Exercise input

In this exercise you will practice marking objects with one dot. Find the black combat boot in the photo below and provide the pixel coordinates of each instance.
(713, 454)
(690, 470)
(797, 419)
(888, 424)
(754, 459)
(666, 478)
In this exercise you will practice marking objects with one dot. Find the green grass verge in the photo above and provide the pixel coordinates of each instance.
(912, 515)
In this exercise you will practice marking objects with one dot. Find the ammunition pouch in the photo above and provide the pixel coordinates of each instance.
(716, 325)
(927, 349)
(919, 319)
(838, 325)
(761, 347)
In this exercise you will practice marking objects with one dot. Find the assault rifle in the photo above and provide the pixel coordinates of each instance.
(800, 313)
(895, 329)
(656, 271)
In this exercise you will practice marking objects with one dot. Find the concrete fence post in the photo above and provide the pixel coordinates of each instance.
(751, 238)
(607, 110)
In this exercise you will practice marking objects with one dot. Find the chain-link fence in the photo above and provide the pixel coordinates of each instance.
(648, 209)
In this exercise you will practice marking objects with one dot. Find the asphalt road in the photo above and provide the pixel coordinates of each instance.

* * *

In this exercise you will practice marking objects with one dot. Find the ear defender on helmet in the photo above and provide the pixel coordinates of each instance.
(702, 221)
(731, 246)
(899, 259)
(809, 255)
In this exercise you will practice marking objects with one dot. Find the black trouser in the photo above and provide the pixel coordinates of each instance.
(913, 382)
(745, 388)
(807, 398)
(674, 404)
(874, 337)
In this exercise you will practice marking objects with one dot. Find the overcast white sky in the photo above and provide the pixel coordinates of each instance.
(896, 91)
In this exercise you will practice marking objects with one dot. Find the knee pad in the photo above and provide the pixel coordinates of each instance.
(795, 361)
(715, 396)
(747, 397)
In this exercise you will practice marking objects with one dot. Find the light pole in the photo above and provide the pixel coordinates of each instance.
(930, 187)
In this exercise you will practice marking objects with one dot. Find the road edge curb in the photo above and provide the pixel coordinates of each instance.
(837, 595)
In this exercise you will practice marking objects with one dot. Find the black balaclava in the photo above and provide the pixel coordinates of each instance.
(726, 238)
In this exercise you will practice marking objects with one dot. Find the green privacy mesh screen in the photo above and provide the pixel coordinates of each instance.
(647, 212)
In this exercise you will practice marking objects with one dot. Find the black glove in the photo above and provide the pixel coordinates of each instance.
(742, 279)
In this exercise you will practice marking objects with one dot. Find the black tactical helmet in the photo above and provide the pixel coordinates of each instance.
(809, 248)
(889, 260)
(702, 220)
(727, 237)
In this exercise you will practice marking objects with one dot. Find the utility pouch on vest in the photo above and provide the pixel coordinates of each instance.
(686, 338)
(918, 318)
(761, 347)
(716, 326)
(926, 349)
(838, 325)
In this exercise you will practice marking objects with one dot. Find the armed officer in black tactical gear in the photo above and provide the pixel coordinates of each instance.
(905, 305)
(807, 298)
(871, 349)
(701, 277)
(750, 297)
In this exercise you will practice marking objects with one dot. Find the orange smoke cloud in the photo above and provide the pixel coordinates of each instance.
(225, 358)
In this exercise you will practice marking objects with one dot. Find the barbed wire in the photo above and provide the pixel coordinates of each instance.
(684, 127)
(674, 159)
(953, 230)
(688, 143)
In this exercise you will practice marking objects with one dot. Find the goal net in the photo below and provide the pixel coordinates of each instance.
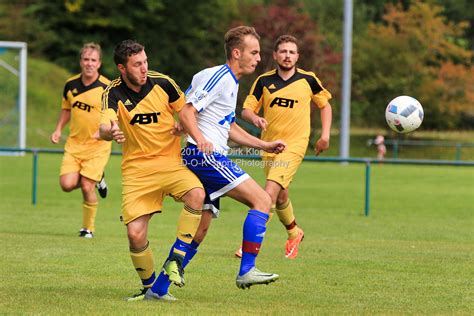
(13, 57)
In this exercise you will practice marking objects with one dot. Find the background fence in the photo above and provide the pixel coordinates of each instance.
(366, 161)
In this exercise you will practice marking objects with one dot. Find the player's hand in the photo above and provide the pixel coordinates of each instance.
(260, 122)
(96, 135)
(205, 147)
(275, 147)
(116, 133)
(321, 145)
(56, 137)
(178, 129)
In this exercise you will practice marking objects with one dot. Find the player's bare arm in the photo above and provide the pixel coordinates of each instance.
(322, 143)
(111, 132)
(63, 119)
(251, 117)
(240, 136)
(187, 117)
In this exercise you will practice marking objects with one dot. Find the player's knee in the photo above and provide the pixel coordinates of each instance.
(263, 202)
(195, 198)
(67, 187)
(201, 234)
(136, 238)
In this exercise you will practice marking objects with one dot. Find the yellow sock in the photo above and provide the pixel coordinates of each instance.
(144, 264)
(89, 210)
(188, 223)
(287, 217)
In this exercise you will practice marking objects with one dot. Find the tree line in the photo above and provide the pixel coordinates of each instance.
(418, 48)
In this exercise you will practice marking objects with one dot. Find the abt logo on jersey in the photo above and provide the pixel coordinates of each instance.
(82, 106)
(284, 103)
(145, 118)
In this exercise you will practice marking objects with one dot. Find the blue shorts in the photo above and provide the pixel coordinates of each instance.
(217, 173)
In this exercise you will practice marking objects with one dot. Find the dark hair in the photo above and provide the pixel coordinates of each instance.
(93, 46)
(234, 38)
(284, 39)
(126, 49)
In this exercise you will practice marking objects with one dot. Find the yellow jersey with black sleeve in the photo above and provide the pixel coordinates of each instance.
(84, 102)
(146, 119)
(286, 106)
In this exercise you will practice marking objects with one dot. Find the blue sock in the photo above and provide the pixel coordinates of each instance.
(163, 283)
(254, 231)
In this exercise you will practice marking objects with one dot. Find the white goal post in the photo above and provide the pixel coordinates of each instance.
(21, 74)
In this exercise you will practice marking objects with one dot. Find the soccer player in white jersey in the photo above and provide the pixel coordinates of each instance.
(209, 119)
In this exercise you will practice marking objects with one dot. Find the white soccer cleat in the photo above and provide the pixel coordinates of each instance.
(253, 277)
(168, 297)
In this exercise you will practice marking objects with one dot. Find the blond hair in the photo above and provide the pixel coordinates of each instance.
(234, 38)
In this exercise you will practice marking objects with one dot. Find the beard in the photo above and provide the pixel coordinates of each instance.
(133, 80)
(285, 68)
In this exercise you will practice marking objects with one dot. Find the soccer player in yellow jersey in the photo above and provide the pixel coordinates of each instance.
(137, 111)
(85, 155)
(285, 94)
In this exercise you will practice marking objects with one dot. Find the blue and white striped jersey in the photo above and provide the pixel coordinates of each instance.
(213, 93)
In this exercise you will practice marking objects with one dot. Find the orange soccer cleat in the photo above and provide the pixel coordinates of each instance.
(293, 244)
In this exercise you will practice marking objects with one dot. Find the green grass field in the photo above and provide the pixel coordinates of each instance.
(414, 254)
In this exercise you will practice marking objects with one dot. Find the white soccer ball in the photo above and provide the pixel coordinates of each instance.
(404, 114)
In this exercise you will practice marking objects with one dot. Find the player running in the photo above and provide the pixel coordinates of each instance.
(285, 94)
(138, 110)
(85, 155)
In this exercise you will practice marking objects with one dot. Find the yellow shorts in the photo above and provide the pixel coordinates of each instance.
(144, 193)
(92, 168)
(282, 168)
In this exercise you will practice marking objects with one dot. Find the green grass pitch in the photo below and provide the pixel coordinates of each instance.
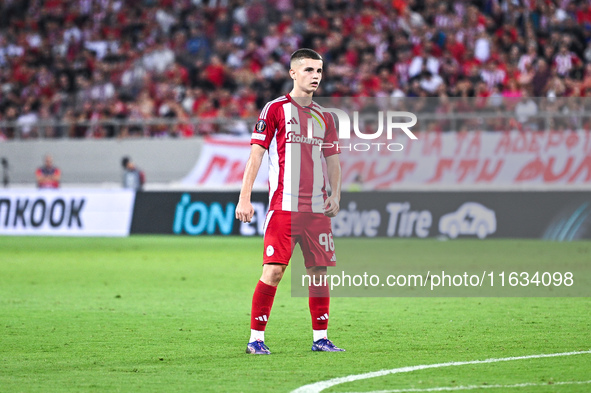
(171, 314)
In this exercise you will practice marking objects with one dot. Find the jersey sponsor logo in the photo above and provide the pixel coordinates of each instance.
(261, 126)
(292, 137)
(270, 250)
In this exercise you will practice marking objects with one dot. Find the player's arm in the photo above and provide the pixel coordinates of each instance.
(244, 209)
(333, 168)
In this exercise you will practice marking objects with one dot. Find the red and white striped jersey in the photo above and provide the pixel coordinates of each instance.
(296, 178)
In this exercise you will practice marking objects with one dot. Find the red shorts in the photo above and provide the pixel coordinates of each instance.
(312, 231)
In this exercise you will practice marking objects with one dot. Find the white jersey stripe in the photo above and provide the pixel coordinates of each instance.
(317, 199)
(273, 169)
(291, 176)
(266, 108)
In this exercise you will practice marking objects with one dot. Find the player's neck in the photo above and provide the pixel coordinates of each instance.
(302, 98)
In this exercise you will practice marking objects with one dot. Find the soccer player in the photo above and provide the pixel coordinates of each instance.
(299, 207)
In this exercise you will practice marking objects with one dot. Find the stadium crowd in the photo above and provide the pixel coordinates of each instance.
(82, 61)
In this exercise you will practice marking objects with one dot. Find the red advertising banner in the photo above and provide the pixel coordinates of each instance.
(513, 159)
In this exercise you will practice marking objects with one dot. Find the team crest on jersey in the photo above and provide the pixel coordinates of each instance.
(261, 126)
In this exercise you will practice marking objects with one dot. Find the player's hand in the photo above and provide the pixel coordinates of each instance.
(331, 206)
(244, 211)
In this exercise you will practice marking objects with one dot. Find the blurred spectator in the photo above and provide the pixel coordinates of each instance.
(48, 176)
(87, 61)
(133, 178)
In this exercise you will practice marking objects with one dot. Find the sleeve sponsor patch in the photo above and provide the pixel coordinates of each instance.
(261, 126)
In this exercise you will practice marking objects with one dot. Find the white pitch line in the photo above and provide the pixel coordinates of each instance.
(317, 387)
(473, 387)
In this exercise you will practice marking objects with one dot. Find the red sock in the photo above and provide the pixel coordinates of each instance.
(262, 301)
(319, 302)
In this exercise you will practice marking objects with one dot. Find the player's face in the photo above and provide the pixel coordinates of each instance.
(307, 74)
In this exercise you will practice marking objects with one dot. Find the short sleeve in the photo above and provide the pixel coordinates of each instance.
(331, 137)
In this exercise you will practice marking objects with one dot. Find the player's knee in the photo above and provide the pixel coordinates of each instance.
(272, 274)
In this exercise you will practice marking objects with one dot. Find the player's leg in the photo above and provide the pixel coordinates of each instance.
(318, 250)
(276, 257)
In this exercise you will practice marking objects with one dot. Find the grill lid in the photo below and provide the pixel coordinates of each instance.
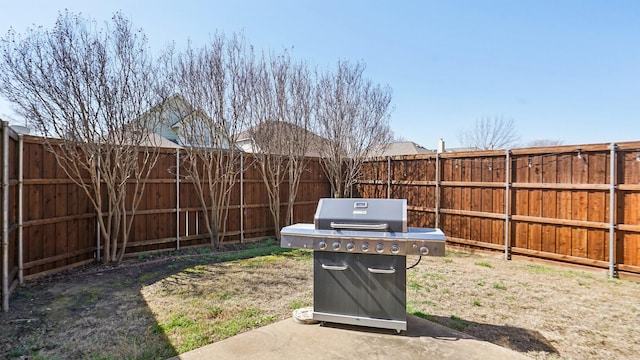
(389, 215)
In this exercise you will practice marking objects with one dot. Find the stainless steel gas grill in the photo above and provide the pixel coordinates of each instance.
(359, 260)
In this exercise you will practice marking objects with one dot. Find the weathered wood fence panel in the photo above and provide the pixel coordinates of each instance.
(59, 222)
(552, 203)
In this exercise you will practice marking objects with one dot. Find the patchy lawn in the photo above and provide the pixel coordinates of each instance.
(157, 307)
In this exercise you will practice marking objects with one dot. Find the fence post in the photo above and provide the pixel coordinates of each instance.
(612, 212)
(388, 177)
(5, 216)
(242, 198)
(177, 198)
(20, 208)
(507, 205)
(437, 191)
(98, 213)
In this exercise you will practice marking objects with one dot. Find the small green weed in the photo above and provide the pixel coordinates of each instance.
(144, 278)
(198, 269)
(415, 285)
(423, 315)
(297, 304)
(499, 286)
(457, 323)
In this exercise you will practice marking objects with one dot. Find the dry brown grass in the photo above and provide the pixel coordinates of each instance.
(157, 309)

Exercise goal
Put the rows into a numbered list, skipping any blank lines. Begin with the line containing "green grass verge" and continue through the line containing "Find the asphalt", with both included.

Output for this exercise
1. In this exercise you will practice marking objects with one dot. Find the green grass verge in the photo above and provide the pixel coordinates of each instance.
2. (912, 515)
3. In this exercise you will practice marking objects with one dot. Find the ammunition pouch in the photo above and provide the pixel coordinates of each instance.
4. (716, 325)
5. (927, 349)
6. (919, 319)
7. (838, 325)
8. (761, 347)
9. In this exercise you will practice marking objects with one dot. Find the assault rifle in the photo above and provide the pixel coordinates of each instance.
10. (800, 313)
11. (895, 329)
12. (656, 271)
13. In this exercise you will practice marking objects with one dot. Find the concrete fence post in the photo above and provide the pixel coordinates of each instance.
14. (751, 238)
15. (607, 110)
16. In this exercise you will practice marking objects with one dot. Find the chain-link fence in the photo above and provide the pixel coordinates of each instance.
17. (648, 209)
18. In this exercise you will practice marking objects with one dot. Find the asphalt road in the photo above and provide the pixel coordinates of each instance.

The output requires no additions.